De allemanskamer moet licht en hoog zijn, een hemel bij dag, een honk bij avond. Zij is zonnig en schemerig, ruim en gezellig, zij is een gelagkamer, geparfumeerd met bier en rook, maar ook een pérgola onder druiven, maar ook het decor voor de behouden thuiskomst van den Verloren Zoon.
En wenscht niet de heer des huizes zijn schrijfkamer, waar de papieren kunnen blijven liggen, mevrouw een boudoir, de zoon een divan om zijn hondegeeuwen uit te vieren, de dochter een hoekje voor den roman die nimmer eindigt, het kleintje een ongeruimde speelgoedkast, de juffrouw voor de huishouding een stukje afzonderlijk om naar behoefte uit te huilen?
-- -- --
▶ Opdrachten:
(1) Geef het gedeelte van de tekst over de allemanskamer van "En wenscht niet" tot "uit te huilen?" opnieuw weer en vervang daarbij "schrijfkamer" door "werkkamer".
(2) Beantwoord de volgende vragen over de tekst over de allemanskamer.
(a) Wat moet de allemanskamer bij avond zijn?
(b) Waarmee is de gelagkamer geparfumeerd?
(c) Waarvoor wenst de dochter een hoekje?
(3) Zet de tekst over de allemanskamer voort vanaf het punt waar deze ophoudt.

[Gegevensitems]
-- -- --
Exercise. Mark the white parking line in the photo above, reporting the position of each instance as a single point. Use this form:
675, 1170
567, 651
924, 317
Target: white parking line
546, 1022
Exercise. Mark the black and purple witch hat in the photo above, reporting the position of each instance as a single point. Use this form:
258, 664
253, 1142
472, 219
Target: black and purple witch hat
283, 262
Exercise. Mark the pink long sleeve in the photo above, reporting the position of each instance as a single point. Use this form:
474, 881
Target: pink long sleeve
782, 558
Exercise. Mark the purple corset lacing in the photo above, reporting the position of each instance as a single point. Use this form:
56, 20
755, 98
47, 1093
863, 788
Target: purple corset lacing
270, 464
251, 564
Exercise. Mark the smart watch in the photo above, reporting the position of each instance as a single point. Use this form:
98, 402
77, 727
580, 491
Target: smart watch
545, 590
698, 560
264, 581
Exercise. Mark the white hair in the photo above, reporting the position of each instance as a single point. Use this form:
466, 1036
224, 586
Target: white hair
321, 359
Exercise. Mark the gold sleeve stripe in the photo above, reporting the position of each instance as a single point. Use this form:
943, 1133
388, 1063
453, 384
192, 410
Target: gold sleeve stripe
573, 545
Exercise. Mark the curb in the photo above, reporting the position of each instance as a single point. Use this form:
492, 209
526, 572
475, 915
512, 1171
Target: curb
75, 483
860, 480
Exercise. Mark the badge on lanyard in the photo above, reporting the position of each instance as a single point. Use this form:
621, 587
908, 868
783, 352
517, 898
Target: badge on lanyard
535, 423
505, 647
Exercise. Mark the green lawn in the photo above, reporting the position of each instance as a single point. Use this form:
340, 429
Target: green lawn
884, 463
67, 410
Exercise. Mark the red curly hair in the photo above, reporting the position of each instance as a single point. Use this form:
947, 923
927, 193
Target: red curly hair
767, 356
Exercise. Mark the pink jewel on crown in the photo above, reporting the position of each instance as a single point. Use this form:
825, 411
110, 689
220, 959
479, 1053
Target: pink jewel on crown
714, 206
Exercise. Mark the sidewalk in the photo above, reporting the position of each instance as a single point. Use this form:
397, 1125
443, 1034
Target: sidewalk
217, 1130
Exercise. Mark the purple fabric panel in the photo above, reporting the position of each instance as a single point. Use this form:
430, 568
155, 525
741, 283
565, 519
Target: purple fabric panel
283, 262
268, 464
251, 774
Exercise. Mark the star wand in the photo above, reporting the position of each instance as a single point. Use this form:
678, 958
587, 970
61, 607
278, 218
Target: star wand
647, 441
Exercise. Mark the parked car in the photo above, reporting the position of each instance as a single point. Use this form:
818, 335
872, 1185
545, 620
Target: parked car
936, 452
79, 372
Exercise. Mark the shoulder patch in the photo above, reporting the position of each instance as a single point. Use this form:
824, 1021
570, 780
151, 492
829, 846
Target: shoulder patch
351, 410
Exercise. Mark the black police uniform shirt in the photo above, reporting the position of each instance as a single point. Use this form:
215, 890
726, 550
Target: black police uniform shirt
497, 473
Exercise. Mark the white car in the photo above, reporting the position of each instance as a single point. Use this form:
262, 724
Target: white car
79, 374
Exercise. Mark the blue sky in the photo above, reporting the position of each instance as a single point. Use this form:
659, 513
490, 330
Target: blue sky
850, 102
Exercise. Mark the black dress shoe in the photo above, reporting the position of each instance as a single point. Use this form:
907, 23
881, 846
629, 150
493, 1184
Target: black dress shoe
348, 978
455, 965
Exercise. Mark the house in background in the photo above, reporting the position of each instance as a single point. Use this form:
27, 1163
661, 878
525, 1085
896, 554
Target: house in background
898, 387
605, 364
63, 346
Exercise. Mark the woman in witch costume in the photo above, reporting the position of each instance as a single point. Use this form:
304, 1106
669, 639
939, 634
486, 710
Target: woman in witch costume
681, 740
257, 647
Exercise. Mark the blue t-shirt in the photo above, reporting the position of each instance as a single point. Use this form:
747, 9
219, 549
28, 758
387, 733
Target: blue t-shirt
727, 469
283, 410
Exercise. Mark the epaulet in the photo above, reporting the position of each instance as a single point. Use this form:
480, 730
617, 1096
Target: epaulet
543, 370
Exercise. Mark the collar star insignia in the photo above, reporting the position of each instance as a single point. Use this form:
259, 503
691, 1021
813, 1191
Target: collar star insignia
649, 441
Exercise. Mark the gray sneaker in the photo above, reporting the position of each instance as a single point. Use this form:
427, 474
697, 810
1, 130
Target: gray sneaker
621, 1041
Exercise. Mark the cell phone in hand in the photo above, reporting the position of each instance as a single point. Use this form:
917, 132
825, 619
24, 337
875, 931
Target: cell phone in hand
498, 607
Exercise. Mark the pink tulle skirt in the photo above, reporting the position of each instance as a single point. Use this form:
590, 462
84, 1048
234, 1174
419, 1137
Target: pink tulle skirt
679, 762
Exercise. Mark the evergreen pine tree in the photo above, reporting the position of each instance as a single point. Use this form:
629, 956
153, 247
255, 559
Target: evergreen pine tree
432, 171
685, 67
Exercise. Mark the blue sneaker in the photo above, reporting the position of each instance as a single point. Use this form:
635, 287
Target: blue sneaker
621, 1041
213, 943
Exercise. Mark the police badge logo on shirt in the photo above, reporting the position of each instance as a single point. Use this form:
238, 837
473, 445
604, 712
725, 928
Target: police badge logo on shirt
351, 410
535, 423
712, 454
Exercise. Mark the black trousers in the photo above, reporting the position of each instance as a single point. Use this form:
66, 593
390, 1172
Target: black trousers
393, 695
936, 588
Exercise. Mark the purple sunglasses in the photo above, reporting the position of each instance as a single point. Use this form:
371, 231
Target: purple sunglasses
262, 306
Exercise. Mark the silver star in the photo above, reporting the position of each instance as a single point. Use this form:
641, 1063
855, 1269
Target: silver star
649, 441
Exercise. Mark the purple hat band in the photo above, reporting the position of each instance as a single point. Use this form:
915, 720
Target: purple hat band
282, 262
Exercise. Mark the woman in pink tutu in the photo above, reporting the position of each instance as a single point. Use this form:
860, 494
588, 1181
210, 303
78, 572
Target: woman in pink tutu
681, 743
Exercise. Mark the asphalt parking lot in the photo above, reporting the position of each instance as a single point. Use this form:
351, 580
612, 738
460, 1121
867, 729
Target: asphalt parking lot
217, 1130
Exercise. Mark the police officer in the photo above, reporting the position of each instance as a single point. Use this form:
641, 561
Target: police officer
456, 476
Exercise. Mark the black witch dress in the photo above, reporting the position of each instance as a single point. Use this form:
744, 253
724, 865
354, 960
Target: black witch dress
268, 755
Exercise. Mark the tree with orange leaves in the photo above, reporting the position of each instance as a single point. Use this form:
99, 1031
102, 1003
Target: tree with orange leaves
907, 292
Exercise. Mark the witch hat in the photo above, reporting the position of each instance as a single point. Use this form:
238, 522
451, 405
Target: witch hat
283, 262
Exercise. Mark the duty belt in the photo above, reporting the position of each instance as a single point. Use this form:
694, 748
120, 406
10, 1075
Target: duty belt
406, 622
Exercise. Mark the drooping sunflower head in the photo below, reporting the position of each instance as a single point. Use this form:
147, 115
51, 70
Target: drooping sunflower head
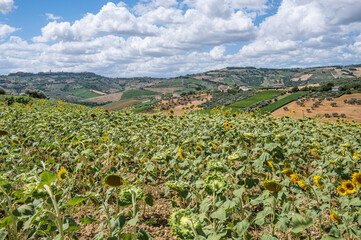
62, 174
319, 181
287, 172
350, 187
342, 190
295, 177
272, 185
356, 178
335, 218
113, 180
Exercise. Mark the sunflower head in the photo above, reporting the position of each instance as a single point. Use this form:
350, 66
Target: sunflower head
319, 181
356, 178
335, 218
272, 185
342, 190
113, 180
295, 177
287, 172
62, 174
350, 187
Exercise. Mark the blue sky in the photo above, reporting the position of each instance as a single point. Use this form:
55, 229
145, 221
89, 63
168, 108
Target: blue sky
168, 38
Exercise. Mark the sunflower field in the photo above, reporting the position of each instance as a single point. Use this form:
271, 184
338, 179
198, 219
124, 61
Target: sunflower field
72, 172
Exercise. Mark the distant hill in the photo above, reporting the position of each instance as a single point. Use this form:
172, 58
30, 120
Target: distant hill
86, 86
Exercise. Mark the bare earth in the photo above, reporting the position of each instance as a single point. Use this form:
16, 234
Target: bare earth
124, 104
353, 112
106, 98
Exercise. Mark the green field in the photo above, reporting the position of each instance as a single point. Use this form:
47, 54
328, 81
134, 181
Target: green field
280, 103
264, 95
80, 92
133, 93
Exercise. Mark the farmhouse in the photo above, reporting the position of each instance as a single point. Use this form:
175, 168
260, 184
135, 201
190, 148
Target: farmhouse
336, 89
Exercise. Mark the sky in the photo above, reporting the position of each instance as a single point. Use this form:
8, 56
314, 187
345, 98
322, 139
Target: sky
168, 38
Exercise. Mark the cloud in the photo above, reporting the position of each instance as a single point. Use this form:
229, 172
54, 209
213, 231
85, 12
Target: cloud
52, 17
6, 30
6, 6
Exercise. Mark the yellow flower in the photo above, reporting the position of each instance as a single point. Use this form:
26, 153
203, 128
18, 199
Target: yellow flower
335, 218
350, 187
318, 180
356, 178
295, 178
180, 154
271, 165
342, 190
272, 185
287, 172
62, 174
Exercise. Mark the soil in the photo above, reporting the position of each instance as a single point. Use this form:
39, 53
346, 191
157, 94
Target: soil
353, 112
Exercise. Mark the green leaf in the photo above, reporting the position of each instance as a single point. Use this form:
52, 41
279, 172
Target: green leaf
3, 233
77, 199
242, 227
24, 210
88, 220
47, 178
299, 223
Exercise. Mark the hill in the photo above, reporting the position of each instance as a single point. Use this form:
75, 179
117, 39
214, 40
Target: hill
88, 87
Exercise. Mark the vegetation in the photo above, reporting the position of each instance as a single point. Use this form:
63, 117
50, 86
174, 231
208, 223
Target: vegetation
280, 103
65, 167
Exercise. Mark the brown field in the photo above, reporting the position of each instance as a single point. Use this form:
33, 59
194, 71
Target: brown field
164, 90
124, 104
106, 98
353, 112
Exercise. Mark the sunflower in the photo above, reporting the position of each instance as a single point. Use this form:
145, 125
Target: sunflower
342, 190
271, 165
180, 154
287, 172
304, 186
350, 187
356, 178
62, 174
319, 181
272, 185
295, 177
335, 218
113, 180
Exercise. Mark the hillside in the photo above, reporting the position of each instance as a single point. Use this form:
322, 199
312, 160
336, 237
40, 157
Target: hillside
93, 88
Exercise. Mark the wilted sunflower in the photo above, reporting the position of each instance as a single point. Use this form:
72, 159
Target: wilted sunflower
342, 190
272, 185
288, 172
62, 174
335, 218
295, 177
356, 178
319, 181
350, 187
113, 180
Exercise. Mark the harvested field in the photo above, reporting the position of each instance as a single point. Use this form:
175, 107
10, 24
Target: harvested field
353, 112
106, 98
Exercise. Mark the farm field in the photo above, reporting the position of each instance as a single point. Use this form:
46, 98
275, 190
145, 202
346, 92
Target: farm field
352, 112
264, 95
67, 171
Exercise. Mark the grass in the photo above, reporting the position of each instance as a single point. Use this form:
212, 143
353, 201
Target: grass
83, 93
264, 95
133, 93
280, 103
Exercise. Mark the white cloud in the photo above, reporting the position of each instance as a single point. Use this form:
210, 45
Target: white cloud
52, 17
6, 6
6, 30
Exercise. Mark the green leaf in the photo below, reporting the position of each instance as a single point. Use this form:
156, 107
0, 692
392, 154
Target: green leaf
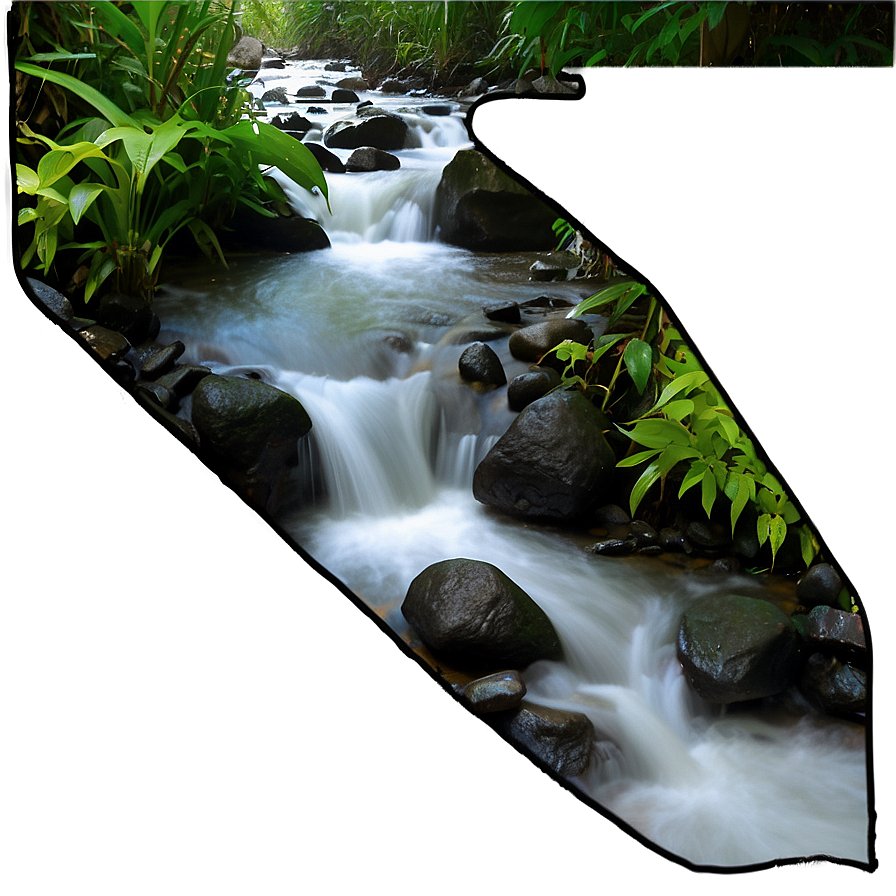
82, 197
101, 103
659, 433
638, 358
708, 491
27, 180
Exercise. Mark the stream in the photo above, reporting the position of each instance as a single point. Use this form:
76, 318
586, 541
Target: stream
367, 335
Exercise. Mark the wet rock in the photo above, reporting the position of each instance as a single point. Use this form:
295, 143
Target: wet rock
-- -- --
▶ Antwoorden:
(1)
En wenscht niet de heer des huizes zijn werkkamer, waar de papieren kunnen blijven liggen, mevrouw een boudoir, de zoon een divan om zijn hondegeeuwen uit te vieren, de dochter een hoekje voor den roman die nimmer eindigt, het kleintje een ongeruimde speelgoedkast, de juffrouw voor de huishouding een stukje afzonderlijk om naar behoefte uit te huilen?

(2)
(a) Een honk.
(b) Met bier en rook.
(c) Voor den roman die nimmer eindigt.

(3)
Iedereen heeft zoo zijn precies passe wenschen, want zag men ooit een schildpad met een giraffenek?
Het Huis was dus ab ovo reeds met ons. Wij zullen ervan vertellen bij brokjes en beetjes, naarmate de bouw voortgang heeft. Het staat niet op een dag. Terwijl wij schrijven viert de timmerman Paasch Drie en wachten de metselaars op kozijnen die niet komen. Zoo vordert het met bedachtzaamheid.
Even bedachtzaam denken wij op te schieten, opdat er geen kaartenhuis van komt en ook geen toren van Babel. Er komen ook meubels en gordijnen, en wandversiering, en een keuken als een apotheek, en een tuin met aardbeien en een radiomast.
Langzamerhand.... langzamerhand....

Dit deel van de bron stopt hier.